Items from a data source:
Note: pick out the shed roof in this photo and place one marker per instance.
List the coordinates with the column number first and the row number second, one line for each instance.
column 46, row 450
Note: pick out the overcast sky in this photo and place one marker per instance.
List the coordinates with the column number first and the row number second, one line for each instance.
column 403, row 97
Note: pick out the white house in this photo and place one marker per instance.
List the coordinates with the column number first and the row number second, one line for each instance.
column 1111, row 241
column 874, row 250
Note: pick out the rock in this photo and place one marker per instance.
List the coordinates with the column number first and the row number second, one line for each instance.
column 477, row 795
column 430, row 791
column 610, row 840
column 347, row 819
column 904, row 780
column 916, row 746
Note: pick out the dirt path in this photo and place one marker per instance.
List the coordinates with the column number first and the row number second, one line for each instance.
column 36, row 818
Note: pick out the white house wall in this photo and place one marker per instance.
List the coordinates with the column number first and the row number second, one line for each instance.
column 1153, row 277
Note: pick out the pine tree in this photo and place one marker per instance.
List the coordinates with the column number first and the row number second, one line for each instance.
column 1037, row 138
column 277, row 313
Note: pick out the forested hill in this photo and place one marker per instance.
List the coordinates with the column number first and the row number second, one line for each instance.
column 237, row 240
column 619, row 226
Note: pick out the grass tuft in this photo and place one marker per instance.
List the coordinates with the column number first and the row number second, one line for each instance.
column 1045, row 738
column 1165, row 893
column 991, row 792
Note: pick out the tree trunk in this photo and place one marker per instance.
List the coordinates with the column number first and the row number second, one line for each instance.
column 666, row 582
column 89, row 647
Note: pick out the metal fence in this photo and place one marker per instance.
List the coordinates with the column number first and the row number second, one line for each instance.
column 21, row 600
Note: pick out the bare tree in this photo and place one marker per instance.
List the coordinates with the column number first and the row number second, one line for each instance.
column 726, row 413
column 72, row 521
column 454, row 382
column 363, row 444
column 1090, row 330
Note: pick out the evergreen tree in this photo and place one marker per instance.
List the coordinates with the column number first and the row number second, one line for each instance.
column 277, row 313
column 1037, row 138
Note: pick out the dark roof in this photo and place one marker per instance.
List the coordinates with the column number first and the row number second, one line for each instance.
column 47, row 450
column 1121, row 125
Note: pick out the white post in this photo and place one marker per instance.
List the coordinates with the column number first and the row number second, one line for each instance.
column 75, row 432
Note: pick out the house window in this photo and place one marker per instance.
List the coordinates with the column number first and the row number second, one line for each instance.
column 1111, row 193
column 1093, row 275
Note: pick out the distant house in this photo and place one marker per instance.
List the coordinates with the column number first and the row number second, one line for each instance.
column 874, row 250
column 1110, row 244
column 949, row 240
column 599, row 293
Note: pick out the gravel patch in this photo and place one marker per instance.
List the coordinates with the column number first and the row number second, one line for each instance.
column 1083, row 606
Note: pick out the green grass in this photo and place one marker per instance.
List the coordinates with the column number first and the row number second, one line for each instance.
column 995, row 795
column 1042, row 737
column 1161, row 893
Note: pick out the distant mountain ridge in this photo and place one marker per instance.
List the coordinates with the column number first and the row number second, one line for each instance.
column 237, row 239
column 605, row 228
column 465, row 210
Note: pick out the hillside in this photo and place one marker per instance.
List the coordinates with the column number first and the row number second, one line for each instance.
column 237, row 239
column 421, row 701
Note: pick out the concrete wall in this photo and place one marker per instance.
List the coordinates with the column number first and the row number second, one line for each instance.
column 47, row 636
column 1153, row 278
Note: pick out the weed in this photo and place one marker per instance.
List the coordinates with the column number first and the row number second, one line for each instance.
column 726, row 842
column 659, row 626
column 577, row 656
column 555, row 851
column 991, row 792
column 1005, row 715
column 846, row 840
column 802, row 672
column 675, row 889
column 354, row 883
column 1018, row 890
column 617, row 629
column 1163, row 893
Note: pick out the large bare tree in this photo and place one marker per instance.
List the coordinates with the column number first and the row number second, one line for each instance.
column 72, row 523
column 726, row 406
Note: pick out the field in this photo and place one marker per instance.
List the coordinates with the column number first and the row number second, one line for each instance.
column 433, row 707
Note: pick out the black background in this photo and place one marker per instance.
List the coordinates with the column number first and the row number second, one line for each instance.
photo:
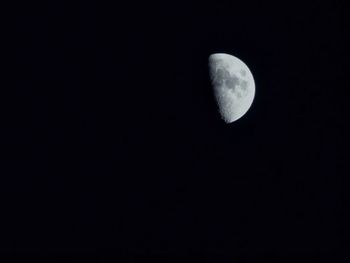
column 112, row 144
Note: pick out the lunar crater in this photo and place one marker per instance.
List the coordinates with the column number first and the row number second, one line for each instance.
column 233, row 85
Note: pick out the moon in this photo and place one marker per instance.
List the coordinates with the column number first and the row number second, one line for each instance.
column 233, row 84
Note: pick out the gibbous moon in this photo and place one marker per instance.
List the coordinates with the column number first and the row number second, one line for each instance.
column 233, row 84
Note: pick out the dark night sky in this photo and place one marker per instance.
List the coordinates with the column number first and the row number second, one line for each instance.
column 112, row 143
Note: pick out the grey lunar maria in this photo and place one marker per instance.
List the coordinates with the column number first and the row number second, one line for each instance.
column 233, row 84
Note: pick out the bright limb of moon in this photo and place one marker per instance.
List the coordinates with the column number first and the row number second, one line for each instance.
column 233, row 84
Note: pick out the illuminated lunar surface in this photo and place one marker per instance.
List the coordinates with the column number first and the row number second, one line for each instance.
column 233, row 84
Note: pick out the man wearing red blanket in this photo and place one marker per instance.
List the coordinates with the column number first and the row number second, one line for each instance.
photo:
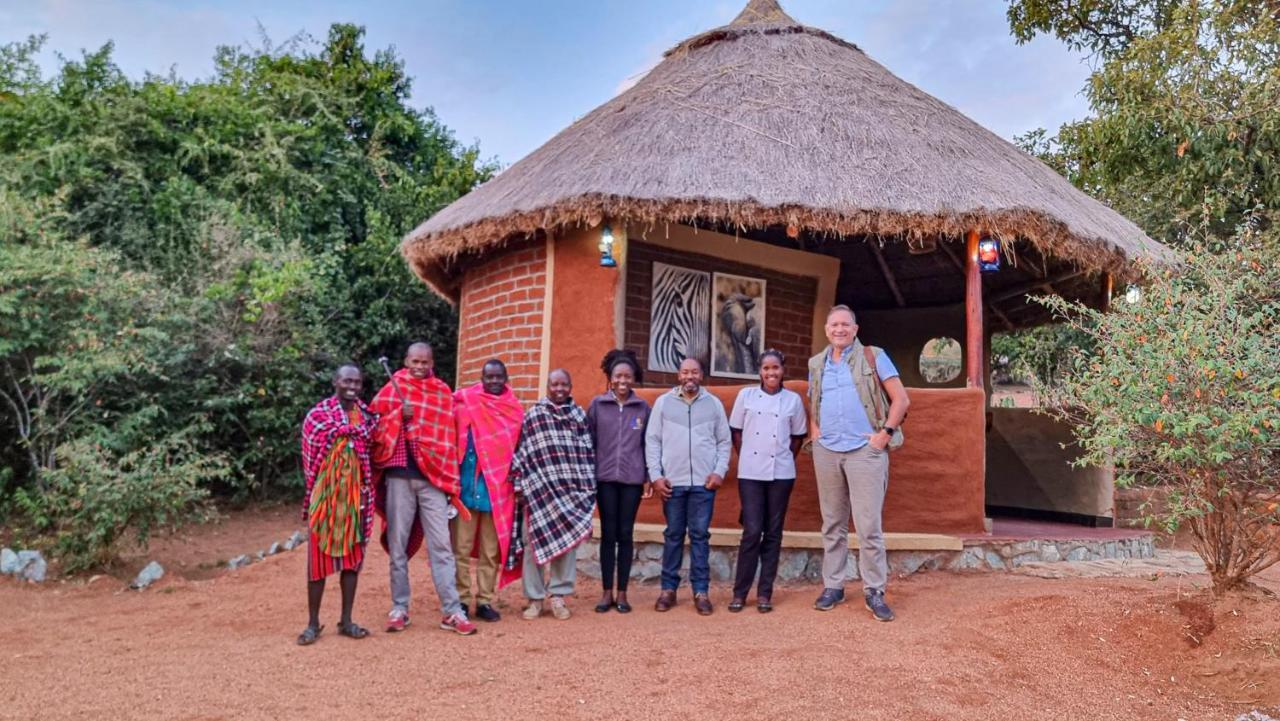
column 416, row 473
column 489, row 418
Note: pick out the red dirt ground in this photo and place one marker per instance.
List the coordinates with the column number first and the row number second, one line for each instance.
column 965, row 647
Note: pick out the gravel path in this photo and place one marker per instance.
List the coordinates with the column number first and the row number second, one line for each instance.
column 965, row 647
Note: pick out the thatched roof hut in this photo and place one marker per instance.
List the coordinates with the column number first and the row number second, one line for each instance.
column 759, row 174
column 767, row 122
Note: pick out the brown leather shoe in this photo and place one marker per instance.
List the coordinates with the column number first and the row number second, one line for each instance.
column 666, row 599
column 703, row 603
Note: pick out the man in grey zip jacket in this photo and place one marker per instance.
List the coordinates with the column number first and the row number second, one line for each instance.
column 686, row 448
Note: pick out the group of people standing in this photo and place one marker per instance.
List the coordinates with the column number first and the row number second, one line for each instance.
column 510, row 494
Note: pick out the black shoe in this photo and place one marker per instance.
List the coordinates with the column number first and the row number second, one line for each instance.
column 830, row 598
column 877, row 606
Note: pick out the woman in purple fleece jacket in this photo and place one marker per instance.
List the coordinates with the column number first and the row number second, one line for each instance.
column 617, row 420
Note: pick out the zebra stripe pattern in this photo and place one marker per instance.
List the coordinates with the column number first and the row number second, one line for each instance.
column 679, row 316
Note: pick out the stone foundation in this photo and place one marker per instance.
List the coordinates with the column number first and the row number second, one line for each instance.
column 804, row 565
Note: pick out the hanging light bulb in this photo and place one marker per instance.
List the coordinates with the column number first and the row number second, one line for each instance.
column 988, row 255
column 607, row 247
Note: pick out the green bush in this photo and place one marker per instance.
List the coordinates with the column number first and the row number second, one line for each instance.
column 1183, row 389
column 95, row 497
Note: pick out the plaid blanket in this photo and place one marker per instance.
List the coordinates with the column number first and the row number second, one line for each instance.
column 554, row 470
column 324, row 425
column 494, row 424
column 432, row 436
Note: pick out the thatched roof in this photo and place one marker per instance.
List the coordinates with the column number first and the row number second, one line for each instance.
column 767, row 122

» Task prompt
Write out every one of the rows above word for word, and leave the pictures out of your answer.

» Worked solution
Note: pick out the shed roof in this photo and place one marker per instance.
List the coordinates with the column number first and the row number second, one line for each instance.
column 46, row 450
Note: pick out the overcast sky in this photo and place one marker per instance.
List the coordinates with the column number first and the row number second, one line for each instance.
column 403, row 97
Note: pick out the white house in this photo and place one marker per instance.
List the coordinates with the column number first and the row number second, one line for each instance.
column 1111, row 241
column 874, row 250
Note: pick out the rock in this photo and place one marker per instance.
List the coordinates with the column number first and the row number second, one line for each instance.
column 477, row 795
column 430, row 791
column 610, row 840
column 347, row 819
column 904, row 780
column 916, row 746
Note: pick out the dirt path in this photo and place one marker per instance.
List the coordinates with the column number first and the row number second, one line for each instance.
column 36, row 818
Note: pick out the white house wall in this photo and place one marker per instance.
List the coordinates with the column number first and the row number second, one line for each instance.
column 1153, row 277
Note: pick out the pine tree in this photo and place one marker per instance.
List the coordinates with the column number first and the row number second, one line for each instance.
column 1037, row 138
column 277, row 313
Note: pick out the forested hill in this photo and place one marker per instance.
List the coordinates with the column number first and the row number second, one line for each instance.
column 237, row 240
column 619, row 226
Note: pick out the grass tuft in this photo and place one marker per instance.
List the coordinates with the column number first and the row number second, one line for each instance.
column 1045, row 738
column 1165, row 893
column 991, row 792
Note: pick out the tree trunk in this photo and place one marker per instance.
List the coordinates with the column number first and the row number second, one line for each instance.
column 666, row 582
column 89, row 647
Note: pick out the metal fence in this photo and place one marker per instance.
List the coordinates with the column number first and the row number second, one line for each instance.
column 21, row 600
Note: pick out the bare tree in this photo and place one marker per instance.
List the coordinates with the column number first and the row number second, one line for each instance.
column 726, row 413
column 72, row 521
column 454, row 382
column 363, row 444
column 1090, row 330
Note: pick out the evergreen tree in this photo and place one marker per instance.
List the coordinates with the column number first and the row number second, one line for each instance.
column 277, row 313
column 1037, row 138
Note: pick out the dark roof in this photo and place one marker per instance.
List the coordinates with the column number first and the row number second, one line for each instance.
column 47, row 450
column 1121, row 125
Note: pick out the white post in this photo and place one marker per instance.
List the coordinates with the column number first and the row number second, one line for each instance.
column 75, row 432
Note: pick out the house window in this photo and place one marker per instance.
List the coordinates with the column number first and the row number second, one line for each instance.
column 1111, row 193
column 1093, row 275
Note: pick out the distant house in this photo and place one marker per instance.
List the coordinates with the column number first and the row number second, one line for each instance.
column 874, row 250
column 1110, row 244
column 949, row 240
column 599, row 293
Note: pick out the gravel patch in this photo and place one marker per instance.
List the coordinates with the column number first and the row number second, one line for each instance.
column 1083, row 606
Note: pick out the green grass in this photo and place one marker per instance.
List the coordinates with the column number first and the row number second, one line for each instance.
column 995, row 795
column 1042, row 737
column 1161, row 893
Note: pick out the distant mountain ridge in this photo and place one marker per instance.
List the coordinates with the column number first and the row number second, one line for each instance.
column 237, row 239
column 605, row 228
column 465, row 210
Note: pick out the hillside in this photo and place one marker per instance.
List the coordinates with the column number first and the row number second, one line for each instance.
column 237, row 239
column 421, row 701
Note: pick out the concrete wall in this photo and place one marker per instance.
List the coordinates with the column number first and the row number second, one line for each instance.
column 47, row 636
column 1153, row 278
Note: pick out the weed in this photo and place one marker per instance.
List the coordinates with the column number first and the row number second, one line for each instance.
column 726, row 842
column 659, row 626
column 577, row 656
column 555, row 851
column 991, row 792
column 1005, row 715
column 846, row 840
column 802, row 672
column 675, row 889
column 354, row 883
column 1018, row 890
column 617, row 629
column 1163, row 893
Note: pick out the large bare tree in this photo and place one marker per instance.
List the coordinates with the column number first and the row number second, one line for each instance.
column 72, row 523
column 726, row 406
Note: pick out the field in this photo and place one marker per instance.
List the coordinates with the column number first and the row number second, one line for each instance.
column 433, row 707
Note: pick out the black background in this photo and place one marker per instance.
List the coordinates with the column number first and the row number second, one line for each instance.
photo:
column 112, row 144
Note: pick out the lunar crater in this photo and place one marker per instance.
List the coordinates with the column number first and the row number second, one line for each instance.
column 233, row 85
Note: pick out the moon in this photo and place one marker per instance.
List the coordinates with the column number first and the row number second, one line for each instance.
column 233, row 84
Note: pick out the gibbous moon in this photo and place one marker per instance.
List the coordinates with the column number first and the row number second, one line for each instance.
column 233, row 84
Note: pick out the dark night sky in this photo and place one marker per instance.
List the coordinates with the column number first and the row number second, one line for each instance.
column 112, row 143
Note: pick out the grey lunar maria in this photo and place one marker per instance.
List the coordinates with the column number first and the row number second, one line for each instance.
column 233, row 84
Note: pick out the bright limb of moon in this photo and place one marker per instance.
List the coordinates with the column number first and the row number second, one line for each instance.
column 233, row 84
Note: pick out the illuminated lunar surface in this photo and place one marker per instance.
List the coordinates with the column number first and the row number second, one line for each instance.
column 233, row 84
Note: pick out the man wearing red blanket in this photo and place one marker per instance.
List the coordinates with the column number first and the row number second, one line for each instance.
photo:
column 416, row 473
column 489, row 418
Note: pick out the red dirt ground in this photo and place one marker per instance.
List the coordinates with the column number first and the row number second, one line for each instance.
column 965, row 647
Note: pick out the gravel path in this photo and place one marker per instance.
List the coordinates with the column number first and the row number second, one line for each instance.
column 965, row 647
Note: pick out the thatched roof hut in this photo and place one marker per instance.
List the coordinates with the column number first and the row number second, one line for each instance.
column 759, row 174
column 767, row 122
Note: pick out the brown leather shoe in this photo and place one marker per instance.
List the coordinates with the column number first and the row number second, one line for each instance.
column 666, row 599
column 703, row 603
Note: pick out the man in grey zip jacket in this photo and place one marker per instance.
List the coordinates with the column number first and the row number second, one line for each instance.
column 686, row 448
Note: pick out the group of people standing in this photo and place one marker per instance.
List the coordinates with the column number first and the row number second, one line for each instance.
column 510, row 494
Note: pick out the black shoe in this photo and place one marker per instance.
List the coordinates with the column number first and the row number second, one line for each instance.
column 830, row 598
column 877, row 606
Note: pick out the woman in purple fleece jacket in this photo and place one marker per instance.
List the coordinates with the column number first and the row number second, one line for each instance.
column 617, row 420
Note: pick out the zebra stripe pattern in this photo and place one marker per instance.
List the coordinates with the column number first and the row number second, one line for each instance.
column 679, row 316
Note: pick out the stone foundation in this photo and place one marker per instance.
List the coordinates with the column number first and the row number second, one line for each instance.
column 804, row 565
Note: pick out the hanging light bulb in this photo and place one marker per instance.
List the coordinates with the column number first and the row number second, one line for each instance.
column 988, row 255
column 607, row 247
Note: pick out the green bush in this photo and place one marker per instance.
List the coordinates with the column number first and the row number second, one line for each instance.
column 1183, row 389
column 95, row 497
Note: pick out the plaid blanket in this photo and place one marker per instance.
List the coordinates with the column number first and the row number second, one line for each instance.
column 554, row 470
column 324, row 425
column 494, row 424
column 432, row 436
Note: pick out the thatched roof in this photo and place one marker per instance.
List the coordinates with the column number first and the row number second, one line for each instance.
column 767, row 122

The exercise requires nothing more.